>> begin Dataset entries

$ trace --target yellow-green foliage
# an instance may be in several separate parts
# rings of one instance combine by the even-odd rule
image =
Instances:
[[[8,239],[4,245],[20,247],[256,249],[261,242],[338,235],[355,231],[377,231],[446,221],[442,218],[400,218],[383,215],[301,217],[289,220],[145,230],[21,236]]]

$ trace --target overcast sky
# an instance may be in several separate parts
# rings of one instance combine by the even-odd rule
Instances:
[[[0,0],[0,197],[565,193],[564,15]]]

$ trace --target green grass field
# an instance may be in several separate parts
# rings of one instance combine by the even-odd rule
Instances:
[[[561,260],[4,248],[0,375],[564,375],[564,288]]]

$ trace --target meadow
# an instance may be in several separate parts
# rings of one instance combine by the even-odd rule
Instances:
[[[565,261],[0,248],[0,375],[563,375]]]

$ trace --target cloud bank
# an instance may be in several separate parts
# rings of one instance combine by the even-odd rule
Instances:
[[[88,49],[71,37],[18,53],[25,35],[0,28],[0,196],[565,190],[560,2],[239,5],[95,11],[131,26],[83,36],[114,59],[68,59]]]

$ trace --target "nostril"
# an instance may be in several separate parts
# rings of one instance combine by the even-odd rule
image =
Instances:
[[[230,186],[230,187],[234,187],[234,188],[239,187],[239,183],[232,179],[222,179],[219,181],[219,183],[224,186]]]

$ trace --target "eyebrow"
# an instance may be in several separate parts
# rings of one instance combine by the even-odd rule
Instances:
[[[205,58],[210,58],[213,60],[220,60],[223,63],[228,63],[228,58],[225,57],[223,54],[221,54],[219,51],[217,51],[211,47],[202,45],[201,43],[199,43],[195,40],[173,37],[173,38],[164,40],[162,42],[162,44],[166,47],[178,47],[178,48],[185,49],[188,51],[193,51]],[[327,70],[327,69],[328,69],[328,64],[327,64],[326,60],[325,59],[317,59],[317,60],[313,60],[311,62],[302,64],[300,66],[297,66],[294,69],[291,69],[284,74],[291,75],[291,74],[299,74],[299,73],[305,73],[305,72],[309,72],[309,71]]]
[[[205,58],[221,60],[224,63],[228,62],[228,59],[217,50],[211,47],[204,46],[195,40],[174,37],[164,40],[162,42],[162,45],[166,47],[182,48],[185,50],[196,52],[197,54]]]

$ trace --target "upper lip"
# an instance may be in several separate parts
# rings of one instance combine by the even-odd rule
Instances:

>> end Dataset entries

- [Work required] Reproduce every entry above line for line, with nothing changed, added, or left out.

- [Final answer]
$ trace --target yellow-green foliage
# an instance may be in several separate parts
# rings of one instance combine by the even-odd rule
image =
Instances:
[[[8,239],[4,245],[20,247],[256,249],[261,242],[338,235],[355,231],[377,231],[446,221],[442,218],[400,218],[383,215],[301,217],[289,220],[145,230],[21,236]]]

$ trace --target overcast sky
# an instance may be in several separate parts
# rings of one instance combine by the even-odd rule
Instances:
[[[0,0],[0,197],[565,193],[564,15]]]

$ trace --target green grass field
# an instance may be in several separate parts
# rings of one instance combine by the even-odd rule
Instances:
[[[561,260],[4,248],[0,375],[564,375],[564,288]]]

$ trace --target meadow
# an instance may be in several separate parts
# rings of one instance combine by the even-odd rule
Instances:
[[[565,261],[0,248],[0,375],[563,375]]]

$ trace --target cloud bank
# an instance may be in several separate parts
# rings of one instance combine by the even-odd rule
Instances:
[[[88,49],[71,37],[18,53],[25,35],[0,28],[0,196],[565,190],[560,2],[239,5],[95,11],[131,26],[83,36],[114,59],[68,59]]]

$ trace --target "nostril"
# an instance may be in several separate parts
# rings of one instance combine by the even-odd rule
image =
Instances:
[[[230,186],[230,187],[234,187],[234,188],[239,187],[239,183],[232,179],[222,179],[219,181],[219,183],[224,186]]]

$ trace --target "eyebrow"
# an instance may be in several separate parts
# rings of one instance combine by the even-odd rule
Instances:
[[[205,58],[210,58],[213,60],[220,60],[223,63],[228,63],[228,58],[225,57],[223,54],[221,54],[219,51],[217,51],[211,47],[202,45],[201,43],[199,43],[195,40],[173,37],[173,38],[164,40],[162,42],[162,44],[166,47],[178,47],[178,48],[185,49],[188,51],[193,51]],[[327,70],[327,69],[328,69],[328,64],[327,64],[326,60],[325,59],[317,59],[317,60],[313,60],[311,62],[302,64],[300,66],[297,66],[294,69],[291,69],[284,74],[291,75],[291,74],[299,74],[299,73],[305,73],[305,72],[309,72],[309,71]]]
[[[205,58],[221,60],[224,63],[228,62],[228,59],[217,50],[211,47],[204,46],[195,40],[174,37],[164,40],[162,42],[162,45],[166,47],[182,48],[185,50],[196,52],[197,54]]]

$ trace --target "upper lip"
# an instance may be in several separate parts
# rings of one instance combine by the even-odd rule
Instances:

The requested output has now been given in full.